TASK REQUIREMENTS:
Reproduce the project planning text word for word, from "Adriana Girdler" up to and including "plan for success.".

TEXT SECTION:
-=-=-

Project Planning: What’s Fact vs Fiction?

Adriana Girdler

Why You Need More Than a Pretty Plan to Succeed If you’ve worked on a project (or ten), you’ve probably heard things like: “Plans are a waste of time,” or

Why You Need More Than a Pretty Plan to Succeed

If you’ve worked on a project (or ten), you’ve probably heard things like: “Plans are a waste of time,” or “We’ll just figure it out.” Those myths might sound harmless – but they can tank your project before it even starts. Whether you’re a new or seasoned project manager, it’s time to separate fact from fiction. In this post, we’re debunking the most common project planning myths and giving you a smarter, more realistic way to plan for success.

Key Takeaways

  • Planning doesn’t have to be long and tedious – it just has to be clear and collaborative.
  • A flexible plan is better than a perfect one because change is inevitable.
  • A project plan is a living document, not a one-time task.
  • Involving your team and stakeholders early prevents rework and misalignment later.
  • You can plan for uncertainty – it just takes the right tools and mindset.
  • Project planning is not a solo sport – real alignment requires input from everyone.

According to the Project Management Institute’s Pulse of the Profession 2025 report, only 18% of project professionals demonstrate high business acumen. Yet, those individuals are significantly more likely to meet business goals, stay on schedule, and deliver within budget. Strategic, flexible planning isn’t just nice to have – it’s critical to success.

Why Is “Just Get Started” a Dangerous Project Myth?

When time is tight, skipping planning might feel like the fast-track – but it’s actually a setup for confusion, duplicated work, and delays. Planning isn’t a luxury; it’s a tool that gives your team clarity, alignment, and direction from day one. You don’t need to lock down every detail. You just need to align on:

  • Project priorities and scope
  • Timeline and deliverables
  • Risks and assumptions

Start with a simple but focused project planning session – or better yet, a Project Charter. It’ll save you weeks of rework.

-=-=-

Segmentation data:
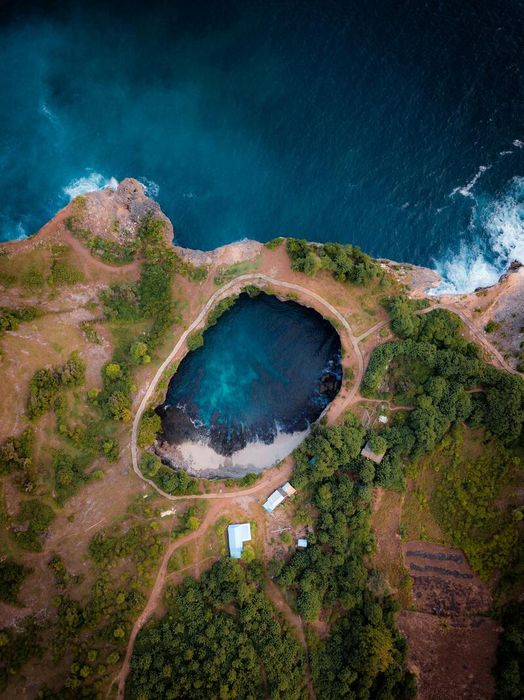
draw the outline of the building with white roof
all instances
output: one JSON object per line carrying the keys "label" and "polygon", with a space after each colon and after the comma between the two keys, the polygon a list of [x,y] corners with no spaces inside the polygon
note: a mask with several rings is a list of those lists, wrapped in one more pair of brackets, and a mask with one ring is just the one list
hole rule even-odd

-=-=-

EXERCISE SOLUTION:
Adriana Girdler

Why You Need More Than a Pretty Plan to Succeed If you’ve worked on a project (or ten), you’ve probably heard things like: “Plans are a waste of time,” or

Why You Need More Than a Pretty Plan to Succeed

If you’ve worked on a project (or ten), you’ve probably heard things like: “Plans are a waste of time,” or “We’ll just figure it out.” Those myths might sound harmless – but they can tank your project before it even starts. Whether you’re a new or seasoned project manager, it’s time to separate fact from fiction. In this post, we’re debunking the most common project planning myths and giving you a smarter, more realistic way to plan for success.